▸ Given problem 1
Translate this sentence from the GSoC proposal thread into Spanish: "This avoids notification fatigue for routine background work."
▸ Given problem 2
Reproduce the passage of the GSoC proposal thread starting with "Thank you so" and going on through "342 / 1,247 (27%)".

▸ Reading passage
+ + + + + + +
GSoC 2026 Proposal Draft – Idea 3: AI-Based Categorisation – Sasha

Thank you so much for the kind words and for taking the time to review — I really appreciate it!!! And yes, I'm genuinely having a blast diving into this :grinning_face_with_smiling_eyes:

Regarding the draft: I hit the Discourse character limit so I wasn't able to append the latest revisions directly into the post. The revised proposal is saved locally and I'll make sure the final submission reflects all corrections in the GSoC website upon submission.

On your UI/UX questions — here's how I'm thinking about the embedding experience for large/long note collections:

1. Progress tracking during embedding:

Rather than a vague spinner, the sidebar panel would show a determinate progress bar with contextual info:


Indexing notes... 342 / 1,247 (27%)

├─ Current: "Meeting Notes: Q2 Planning"

├─ Speed: ~10.2 notes/sec

├─ Elapsed: 0:34

└─ [Cancel]

The progress bar updates via postMessage from the Worker after each note completes — this is the same Worker ↔ Plugin IPC pattern validated in the POC and used in Joplin's official worker example plugin (packages/app-cli/tests/support/plugins/worker/). I opted for elapsed time + percentage rather than an ETA countdown — I found out after research that remaining-time displays actually increase frustration compared to elapsed-time feedback, because users anchor on the countdown and get frustrated when it fluctuates. Elapsed time paired with a determinate percentage bar lets users mentally extrapolate without the system making a promise it might break. The speed indicator (notes/sec) still gives a rough sense of scale. Since notes vary wildly in length (34ms for a short note vs 1,000ms for a long doc page, as measured in the POC), the speed display uses an exponential moving average (alpha ~0.10) rather than a simple arithmetic mean — EMA biases toward recent throughput, which better reflects current processing speed when note lengths vary. This is consistent with benchmarking of 14 ETA algorithms showing EMA significantly outperforms naive averages for variable-speed workloads.

2. Notification when done:

  • If the user stays in Joplin: The sidebar panel transitions from the progress view to the suggestions view — "Done! 1,247 notes indexed. 23 suggestions ready for review." This is the natural flow since the panel is already open.

  • If the user switches away (or minimises Joplin): A toast notification via joplin.views.dialogs.showToast() — the plugin API exposes this with ToastType.Success to display a corner notification inside the app: "Indexing complete — 23 suggestions ready." When the user returns to Joplin, the toast is visible and the sidebar panel already shows results. For longer jobs, the panel itself retains a persistent "completed" banner so the user doesn't miss it even if the toast has already dismissed.

  • For incremental re-indexing (background, after sync): No notification unless new suggestions are generated. The sidebar panel content updates via setHtml() to show a subtle "3 new suggestions" indicator at the top of the suggestion list — the user sees it next time they glance at the panel. This avoids notification fatigue for routine background work.
+ + + + + + +
▸ Dataset entries
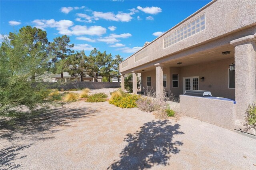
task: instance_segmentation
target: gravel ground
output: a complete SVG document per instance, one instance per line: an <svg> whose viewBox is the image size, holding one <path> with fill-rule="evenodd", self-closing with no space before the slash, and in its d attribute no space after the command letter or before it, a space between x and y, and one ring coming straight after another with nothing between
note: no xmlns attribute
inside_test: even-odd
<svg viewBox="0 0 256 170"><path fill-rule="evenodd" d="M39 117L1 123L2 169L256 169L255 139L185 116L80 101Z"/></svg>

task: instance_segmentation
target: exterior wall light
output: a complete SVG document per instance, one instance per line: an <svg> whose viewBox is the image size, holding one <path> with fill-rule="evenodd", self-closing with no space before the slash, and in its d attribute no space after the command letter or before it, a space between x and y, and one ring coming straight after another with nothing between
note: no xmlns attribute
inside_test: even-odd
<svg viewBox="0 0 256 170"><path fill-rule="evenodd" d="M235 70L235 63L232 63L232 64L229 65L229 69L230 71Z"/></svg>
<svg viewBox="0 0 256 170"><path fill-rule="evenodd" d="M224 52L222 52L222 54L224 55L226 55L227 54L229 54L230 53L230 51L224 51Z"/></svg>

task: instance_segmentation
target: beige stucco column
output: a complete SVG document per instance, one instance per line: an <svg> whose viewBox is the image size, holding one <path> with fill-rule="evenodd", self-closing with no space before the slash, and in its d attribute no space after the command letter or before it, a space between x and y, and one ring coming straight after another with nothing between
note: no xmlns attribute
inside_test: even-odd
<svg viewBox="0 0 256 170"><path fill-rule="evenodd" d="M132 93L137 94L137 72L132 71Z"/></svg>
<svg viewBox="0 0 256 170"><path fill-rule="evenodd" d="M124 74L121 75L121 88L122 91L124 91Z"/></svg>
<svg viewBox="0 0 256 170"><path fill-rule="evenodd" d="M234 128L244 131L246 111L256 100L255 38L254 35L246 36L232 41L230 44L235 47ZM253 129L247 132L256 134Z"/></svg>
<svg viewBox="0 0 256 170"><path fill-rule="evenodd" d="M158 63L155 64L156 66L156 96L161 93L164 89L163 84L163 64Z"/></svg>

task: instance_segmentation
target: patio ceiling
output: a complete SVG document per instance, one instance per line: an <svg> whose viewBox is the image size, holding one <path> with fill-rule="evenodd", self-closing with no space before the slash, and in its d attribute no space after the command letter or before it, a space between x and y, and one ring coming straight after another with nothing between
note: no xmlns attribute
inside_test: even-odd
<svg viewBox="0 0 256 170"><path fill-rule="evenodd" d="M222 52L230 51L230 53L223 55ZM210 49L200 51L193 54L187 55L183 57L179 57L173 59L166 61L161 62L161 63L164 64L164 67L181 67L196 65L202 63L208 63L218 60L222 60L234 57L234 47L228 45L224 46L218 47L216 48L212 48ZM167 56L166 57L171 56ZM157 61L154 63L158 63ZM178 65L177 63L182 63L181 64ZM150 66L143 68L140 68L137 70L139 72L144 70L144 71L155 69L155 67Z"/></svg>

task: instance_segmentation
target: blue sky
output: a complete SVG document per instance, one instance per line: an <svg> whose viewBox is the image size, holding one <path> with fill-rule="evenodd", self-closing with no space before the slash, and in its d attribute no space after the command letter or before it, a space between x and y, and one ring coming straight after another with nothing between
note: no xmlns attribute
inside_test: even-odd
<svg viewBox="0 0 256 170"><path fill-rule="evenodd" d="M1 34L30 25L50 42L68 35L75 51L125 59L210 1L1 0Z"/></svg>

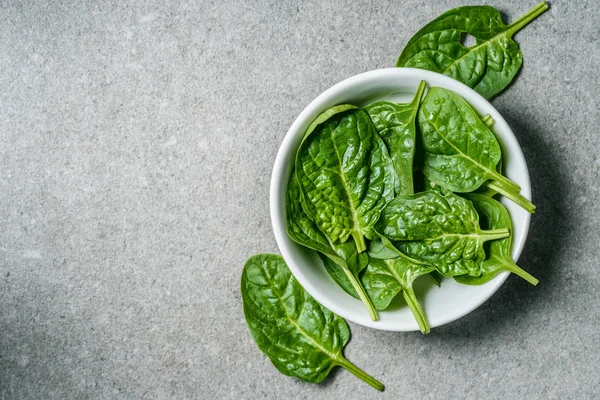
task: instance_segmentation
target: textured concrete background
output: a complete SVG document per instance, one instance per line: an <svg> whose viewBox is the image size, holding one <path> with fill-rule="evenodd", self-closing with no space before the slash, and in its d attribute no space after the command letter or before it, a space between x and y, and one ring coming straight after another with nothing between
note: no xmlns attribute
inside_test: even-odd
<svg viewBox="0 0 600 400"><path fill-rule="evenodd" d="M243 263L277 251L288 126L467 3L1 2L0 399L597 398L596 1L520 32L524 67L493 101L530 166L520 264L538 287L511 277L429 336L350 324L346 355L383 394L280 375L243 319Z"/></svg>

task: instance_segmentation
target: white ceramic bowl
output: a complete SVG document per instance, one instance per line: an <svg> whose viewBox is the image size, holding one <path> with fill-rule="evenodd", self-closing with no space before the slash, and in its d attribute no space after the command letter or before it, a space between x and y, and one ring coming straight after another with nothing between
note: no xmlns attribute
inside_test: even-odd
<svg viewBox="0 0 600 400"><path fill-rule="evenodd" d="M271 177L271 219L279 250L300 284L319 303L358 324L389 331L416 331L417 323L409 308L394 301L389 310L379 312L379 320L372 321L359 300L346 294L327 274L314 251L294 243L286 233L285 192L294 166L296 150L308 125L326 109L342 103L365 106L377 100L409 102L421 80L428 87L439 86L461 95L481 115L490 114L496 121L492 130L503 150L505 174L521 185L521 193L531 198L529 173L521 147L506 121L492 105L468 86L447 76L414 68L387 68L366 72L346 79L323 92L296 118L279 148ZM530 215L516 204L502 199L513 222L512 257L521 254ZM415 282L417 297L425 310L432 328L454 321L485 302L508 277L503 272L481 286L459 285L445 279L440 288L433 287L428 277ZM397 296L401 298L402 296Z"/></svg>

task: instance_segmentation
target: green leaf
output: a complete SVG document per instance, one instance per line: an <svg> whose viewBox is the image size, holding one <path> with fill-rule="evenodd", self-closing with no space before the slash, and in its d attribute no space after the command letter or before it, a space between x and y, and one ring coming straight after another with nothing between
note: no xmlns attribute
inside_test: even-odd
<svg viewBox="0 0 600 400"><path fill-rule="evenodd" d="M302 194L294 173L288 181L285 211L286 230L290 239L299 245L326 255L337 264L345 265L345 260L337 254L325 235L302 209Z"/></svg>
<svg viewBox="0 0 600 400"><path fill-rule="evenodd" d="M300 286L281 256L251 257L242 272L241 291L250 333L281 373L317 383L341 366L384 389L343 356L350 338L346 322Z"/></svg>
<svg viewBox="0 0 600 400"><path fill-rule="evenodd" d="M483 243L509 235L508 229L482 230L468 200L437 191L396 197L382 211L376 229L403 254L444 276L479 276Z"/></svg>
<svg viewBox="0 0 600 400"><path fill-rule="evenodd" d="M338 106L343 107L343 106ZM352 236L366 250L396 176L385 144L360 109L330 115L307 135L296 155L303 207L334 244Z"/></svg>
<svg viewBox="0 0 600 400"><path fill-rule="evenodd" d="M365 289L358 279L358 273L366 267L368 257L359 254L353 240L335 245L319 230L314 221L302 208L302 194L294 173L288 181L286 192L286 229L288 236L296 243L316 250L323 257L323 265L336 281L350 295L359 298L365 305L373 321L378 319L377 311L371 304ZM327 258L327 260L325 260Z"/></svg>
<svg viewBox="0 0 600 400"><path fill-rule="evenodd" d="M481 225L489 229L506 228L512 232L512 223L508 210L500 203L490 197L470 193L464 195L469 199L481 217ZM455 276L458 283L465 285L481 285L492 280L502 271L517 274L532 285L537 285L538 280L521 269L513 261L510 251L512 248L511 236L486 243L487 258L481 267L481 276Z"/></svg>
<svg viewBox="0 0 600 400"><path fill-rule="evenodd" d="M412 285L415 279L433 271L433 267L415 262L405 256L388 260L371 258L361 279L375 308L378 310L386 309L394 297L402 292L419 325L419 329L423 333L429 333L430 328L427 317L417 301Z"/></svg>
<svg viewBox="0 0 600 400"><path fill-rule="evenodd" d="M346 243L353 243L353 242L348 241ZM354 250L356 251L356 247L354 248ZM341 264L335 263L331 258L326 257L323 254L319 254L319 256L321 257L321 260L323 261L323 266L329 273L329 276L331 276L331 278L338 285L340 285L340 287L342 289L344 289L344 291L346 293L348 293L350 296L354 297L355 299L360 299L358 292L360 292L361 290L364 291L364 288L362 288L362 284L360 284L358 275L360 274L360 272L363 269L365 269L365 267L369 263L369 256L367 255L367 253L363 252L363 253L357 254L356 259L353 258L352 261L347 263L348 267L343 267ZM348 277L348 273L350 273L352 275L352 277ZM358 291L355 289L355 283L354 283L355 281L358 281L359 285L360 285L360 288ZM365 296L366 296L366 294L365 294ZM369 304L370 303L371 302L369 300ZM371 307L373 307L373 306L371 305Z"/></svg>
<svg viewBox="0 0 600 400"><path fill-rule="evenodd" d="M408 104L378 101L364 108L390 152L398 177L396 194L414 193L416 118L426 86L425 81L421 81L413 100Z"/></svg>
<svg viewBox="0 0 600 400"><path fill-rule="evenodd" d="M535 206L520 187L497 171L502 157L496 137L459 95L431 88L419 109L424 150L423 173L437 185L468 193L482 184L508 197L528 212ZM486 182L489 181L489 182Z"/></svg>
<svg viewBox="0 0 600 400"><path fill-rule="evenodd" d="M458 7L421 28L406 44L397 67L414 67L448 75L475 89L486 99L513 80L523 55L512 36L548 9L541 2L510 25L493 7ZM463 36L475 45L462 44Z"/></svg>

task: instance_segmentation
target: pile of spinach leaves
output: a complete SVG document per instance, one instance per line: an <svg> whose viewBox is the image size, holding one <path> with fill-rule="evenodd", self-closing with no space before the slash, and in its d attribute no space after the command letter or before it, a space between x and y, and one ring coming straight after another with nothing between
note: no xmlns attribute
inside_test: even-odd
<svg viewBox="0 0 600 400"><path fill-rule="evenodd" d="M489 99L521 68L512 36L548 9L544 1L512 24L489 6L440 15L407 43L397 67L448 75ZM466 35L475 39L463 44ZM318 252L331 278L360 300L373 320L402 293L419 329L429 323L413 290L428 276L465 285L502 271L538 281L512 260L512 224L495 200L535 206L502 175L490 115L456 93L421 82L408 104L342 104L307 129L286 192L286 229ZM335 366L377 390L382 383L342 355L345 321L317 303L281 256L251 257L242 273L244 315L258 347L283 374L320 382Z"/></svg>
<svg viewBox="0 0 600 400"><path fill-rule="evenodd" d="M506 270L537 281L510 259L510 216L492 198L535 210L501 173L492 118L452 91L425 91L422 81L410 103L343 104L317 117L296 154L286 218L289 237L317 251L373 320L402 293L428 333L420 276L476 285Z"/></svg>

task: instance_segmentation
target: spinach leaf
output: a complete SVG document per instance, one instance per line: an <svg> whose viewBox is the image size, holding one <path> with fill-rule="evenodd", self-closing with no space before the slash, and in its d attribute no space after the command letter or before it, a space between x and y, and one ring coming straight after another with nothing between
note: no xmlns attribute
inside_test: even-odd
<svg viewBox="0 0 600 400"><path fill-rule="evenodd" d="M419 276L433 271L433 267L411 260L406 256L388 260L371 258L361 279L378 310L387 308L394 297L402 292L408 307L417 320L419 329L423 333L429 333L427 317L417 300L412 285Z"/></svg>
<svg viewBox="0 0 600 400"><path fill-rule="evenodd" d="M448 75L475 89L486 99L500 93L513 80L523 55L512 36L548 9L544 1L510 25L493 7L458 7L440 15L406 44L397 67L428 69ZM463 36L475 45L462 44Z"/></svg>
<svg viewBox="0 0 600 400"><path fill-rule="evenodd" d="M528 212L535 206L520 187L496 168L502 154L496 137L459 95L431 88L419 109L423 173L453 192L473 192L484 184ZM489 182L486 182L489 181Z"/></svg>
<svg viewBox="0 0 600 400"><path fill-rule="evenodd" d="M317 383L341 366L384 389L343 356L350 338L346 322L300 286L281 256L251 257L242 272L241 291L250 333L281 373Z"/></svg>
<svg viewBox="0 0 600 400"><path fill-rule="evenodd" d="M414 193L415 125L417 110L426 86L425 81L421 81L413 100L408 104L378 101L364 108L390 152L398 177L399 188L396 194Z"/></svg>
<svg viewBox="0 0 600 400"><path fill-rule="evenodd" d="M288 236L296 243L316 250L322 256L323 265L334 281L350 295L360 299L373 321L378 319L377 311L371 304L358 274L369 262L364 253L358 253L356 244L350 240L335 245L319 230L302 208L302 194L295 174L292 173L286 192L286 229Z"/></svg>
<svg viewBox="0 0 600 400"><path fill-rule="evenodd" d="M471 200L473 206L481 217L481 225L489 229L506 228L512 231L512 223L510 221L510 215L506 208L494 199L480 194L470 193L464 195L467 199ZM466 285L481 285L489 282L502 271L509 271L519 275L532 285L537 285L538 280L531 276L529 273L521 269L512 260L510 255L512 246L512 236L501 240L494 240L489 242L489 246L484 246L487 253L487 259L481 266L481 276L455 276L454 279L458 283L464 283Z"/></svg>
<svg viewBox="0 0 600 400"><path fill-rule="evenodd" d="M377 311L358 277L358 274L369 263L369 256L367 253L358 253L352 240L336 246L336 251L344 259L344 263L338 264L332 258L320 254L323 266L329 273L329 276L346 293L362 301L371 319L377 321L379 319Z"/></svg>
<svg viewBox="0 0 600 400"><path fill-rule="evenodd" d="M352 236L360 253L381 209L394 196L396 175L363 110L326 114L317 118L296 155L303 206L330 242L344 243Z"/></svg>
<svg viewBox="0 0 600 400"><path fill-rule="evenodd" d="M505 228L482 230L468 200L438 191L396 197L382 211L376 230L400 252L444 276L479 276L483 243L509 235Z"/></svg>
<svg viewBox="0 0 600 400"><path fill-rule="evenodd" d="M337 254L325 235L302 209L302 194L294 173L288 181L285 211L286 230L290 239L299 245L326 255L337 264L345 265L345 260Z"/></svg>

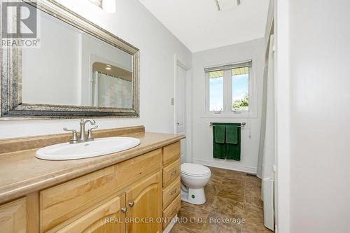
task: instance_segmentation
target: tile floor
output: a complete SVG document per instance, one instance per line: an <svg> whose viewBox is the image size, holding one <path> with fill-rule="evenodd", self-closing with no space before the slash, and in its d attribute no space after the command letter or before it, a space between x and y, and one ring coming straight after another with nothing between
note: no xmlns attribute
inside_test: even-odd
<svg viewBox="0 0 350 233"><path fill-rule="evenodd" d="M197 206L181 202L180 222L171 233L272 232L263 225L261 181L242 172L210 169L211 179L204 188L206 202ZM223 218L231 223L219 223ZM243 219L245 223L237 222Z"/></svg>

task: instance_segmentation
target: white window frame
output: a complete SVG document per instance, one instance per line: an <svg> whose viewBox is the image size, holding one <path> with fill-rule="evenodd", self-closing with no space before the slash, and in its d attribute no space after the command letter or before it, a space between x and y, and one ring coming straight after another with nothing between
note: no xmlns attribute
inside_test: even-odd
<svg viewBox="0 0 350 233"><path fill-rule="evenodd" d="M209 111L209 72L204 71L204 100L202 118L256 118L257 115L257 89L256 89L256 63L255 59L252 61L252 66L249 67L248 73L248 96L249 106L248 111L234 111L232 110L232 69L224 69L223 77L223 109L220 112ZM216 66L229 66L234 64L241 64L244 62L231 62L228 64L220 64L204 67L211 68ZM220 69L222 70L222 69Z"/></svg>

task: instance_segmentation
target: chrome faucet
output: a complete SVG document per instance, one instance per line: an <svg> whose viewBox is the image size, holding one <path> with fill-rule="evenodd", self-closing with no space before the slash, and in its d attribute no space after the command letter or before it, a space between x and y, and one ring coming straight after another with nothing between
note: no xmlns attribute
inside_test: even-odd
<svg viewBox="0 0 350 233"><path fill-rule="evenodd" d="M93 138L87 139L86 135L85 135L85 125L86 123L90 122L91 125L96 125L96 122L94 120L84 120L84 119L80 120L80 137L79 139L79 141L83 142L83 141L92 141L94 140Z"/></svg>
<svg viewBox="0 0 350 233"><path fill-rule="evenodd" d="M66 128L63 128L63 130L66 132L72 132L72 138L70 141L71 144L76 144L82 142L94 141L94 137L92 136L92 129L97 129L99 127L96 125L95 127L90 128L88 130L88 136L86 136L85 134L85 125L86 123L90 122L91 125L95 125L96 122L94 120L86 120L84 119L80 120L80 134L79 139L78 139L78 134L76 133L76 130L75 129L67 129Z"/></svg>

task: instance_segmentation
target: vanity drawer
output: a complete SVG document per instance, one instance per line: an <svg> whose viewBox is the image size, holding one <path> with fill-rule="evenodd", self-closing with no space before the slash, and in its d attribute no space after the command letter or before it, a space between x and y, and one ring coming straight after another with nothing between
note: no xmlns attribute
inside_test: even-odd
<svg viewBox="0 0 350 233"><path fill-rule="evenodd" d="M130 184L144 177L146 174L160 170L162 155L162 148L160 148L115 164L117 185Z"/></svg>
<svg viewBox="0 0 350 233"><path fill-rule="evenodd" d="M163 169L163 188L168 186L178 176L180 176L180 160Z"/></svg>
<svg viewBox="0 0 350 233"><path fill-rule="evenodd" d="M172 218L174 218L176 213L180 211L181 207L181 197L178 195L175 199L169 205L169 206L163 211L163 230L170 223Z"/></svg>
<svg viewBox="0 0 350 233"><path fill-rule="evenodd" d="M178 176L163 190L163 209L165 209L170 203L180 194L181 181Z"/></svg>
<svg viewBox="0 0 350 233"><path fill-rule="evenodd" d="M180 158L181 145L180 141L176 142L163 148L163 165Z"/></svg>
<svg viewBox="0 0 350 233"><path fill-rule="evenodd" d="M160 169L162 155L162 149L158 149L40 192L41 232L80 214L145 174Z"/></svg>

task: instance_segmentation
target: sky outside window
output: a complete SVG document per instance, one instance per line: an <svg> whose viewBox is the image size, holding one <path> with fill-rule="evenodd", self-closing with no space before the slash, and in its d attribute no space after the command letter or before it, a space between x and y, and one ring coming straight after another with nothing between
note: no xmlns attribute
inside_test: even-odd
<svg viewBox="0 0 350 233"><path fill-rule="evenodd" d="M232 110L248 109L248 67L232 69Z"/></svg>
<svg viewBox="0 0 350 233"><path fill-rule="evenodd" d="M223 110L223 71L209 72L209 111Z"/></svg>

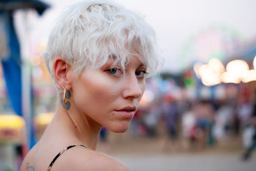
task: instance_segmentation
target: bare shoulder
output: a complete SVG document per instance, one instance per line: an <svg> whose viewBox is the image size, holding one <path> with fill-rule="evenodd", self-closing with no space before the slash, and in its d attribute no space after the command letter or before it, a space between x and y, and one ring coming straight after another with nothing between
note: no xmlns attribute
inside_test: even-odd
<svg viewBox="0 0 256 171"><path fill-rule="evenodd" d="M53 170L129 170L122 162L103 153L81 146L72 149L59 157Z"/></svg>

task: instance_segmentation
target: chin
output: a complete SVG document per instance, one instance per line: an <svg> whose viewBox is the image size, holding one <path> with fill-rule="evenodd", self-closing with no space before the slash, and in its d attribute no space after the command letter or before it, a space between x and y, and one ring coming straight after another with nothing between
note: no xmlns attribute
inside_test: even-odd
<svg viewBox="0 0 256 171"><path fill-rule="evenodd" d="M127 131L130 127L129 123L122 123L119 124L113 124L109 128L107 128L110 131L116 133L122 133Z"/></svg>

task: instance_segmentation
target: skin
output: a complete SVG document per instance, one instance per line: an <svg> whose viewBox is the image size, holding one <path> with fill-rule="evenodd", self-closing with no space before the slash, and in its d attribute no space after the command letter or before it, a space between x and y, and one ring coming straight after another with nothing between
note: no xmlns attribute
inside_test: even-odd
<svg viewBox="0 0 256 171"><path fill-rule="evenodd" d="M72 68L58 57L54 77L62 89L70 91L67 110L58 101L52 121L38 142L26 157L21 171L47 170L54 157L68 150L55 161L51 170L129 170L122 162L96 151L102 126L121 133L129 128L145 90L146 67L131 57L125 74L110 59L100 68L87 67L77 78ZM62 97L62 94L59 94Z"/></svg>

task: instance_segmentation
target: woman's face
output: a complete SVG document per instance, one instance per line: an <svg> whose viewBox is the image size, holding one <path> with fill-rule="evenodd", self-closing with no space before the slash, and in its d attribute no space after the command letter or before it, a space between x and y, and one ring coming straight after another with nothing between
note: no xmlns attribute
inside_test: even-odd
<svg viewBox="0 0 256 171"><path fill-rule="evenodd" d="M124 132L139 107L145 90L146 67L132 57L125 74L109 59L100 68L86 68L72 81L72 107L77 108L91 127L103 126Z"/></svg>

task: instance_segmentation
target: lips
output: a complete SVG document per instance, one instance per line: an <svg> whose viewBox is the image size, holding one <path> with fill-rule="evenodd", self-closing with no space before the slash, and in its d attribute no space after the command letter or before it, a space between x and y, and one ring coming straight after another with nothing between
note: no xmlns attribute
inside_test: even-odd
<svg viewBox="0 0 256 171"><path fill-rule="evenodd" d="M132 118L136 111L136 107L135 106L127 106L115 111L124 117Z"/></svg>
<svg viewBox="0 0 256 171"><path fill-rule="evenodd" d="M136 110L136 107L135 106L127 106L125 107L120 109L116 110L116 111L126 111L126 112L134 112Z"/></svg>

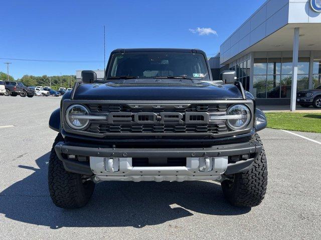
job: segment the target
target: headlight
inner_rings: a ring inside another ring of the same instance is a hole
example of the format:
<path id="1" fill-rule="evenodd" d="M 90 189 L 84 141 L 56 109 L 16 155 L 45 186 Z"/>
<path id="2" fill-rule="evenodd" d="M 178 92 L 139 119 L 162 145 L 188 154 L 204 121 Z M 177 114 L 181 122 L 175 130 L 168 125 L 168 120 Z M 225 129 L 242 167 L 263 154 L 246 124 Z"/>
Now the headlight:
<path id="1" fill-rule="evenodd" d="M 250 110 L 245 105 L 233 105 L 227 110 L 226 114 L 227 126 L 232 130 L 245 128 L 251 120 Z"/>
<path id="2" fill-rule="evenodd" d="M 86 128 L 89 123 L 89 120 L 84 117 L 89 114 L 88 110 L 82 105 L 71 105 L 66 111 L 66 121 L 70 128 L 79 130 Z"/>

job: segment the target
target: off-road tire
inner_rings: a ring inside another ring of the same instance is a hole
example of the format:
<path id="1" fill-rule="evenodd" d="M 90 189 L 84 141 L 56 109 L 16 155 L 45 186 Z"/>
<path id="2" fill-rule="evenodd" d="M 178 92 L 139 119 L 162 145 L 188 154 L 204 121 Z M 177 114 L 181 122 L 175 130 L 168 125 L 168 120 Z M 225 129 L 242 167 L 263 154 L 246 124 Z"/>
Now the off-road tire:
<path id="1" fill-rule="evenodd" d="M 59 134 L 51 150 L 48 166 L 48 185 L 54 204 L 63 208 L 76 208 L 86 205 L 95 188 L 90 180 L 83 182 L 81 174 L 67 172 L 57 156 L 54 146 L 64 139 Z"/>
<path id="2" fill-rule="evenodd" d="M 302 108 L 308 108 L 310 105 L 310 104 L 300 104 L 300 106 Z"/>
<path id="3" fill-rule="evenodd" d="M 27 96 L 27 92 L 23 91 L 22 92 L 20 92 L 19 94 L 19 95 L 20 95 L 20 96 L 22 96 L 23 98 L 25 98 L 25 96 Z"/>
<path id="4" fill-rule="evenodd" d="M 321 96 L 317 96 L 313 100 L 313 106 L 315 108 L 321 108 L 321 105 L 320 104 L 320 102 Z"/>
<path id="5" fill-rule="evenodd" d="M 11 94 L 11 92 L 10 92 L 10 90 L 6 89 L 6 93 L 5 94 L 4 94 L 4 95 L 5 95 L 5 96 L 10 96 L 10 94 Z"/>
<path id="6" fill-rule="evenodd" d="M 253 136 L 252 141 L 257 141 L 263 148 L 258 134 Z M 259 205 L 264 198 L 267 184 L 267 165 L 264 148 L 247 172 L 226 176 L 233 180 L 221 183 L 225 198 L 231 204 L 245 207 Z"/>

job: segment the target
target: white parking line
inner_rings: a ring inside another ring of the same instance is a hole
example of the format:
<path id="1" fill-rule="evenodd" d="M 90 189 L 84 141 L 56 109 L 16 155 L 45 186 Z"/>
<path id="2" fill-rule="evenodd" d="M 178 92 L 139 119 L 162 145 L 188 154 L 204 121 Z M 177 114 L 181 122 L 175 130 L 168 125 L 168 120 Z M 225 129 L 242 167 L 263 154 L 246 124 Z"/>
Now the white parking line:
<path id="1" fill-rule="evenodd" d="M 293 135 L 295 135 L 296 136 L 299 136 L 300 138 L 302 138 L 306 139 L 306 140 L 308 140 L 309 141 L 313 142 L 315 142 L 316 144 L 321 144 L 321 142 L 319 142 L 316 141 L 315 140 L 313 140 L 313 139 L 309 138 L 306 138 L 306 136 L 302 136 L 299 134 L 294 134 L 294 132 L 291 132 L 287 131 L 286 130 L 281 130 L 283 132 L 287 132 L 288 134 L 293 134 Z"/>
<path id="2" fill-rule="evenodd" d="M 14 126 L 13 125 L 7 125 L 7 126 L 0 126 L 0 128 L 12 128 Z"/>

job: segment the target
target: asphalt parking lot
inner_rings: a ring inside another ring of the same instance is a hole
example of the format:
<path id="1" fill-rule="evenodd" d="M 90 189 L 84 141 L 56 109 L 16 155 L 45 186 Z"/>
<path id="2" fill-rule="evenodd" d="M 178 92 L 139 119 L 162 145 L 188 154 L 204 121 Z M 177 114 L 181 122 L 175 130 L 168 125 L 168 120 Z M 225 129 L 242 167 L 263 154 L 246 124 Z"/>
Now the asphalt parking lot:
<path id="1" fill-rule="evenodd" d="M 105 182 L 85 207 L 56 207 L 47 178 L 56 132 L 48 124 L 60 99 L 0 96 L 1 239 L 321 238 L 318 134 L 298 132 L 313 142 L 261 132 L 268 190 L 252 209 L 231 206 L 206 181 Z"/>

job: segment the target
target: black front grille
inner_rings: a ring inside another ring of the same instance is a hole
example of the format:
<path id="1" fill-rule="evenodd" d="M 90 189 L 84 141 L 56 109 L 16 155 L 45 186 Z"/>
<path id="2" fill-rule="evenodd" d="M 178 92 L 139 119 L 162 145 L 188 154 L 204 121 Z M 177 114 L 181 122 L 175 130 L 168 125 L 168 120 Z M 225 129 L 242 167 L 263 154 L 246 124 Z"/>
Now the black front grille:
+ + + + + + +
▸ Expected answer 1
Esto evita la fatiga de notificaciones en el trabajo rutinario en segundo plano.

▸ Expected answer 2
Thank you so much for the kind words and for taking the time to review — I really appreciate it!!! And yes, I'm genuinely having a blast diving into this :grinning_face_with_smiling_eyes:

Regarding the draft: I hit the Discourse character limit so I wasn't able to append the latest revisions directly into the post. The revised proposal is saved locally and I'll make sure the final submission reflects all corrections in the GSoC website upon submission.

On your UI/UX questions — here's how I'm thinking about the embedding experience for large/long note collections:

1. Progress tracking during embedding:

Rather than a vague spinner, the sidebar panel would show a determinate progress bar with contextual info:


Indexing notes... 342 / 1,247 (27%)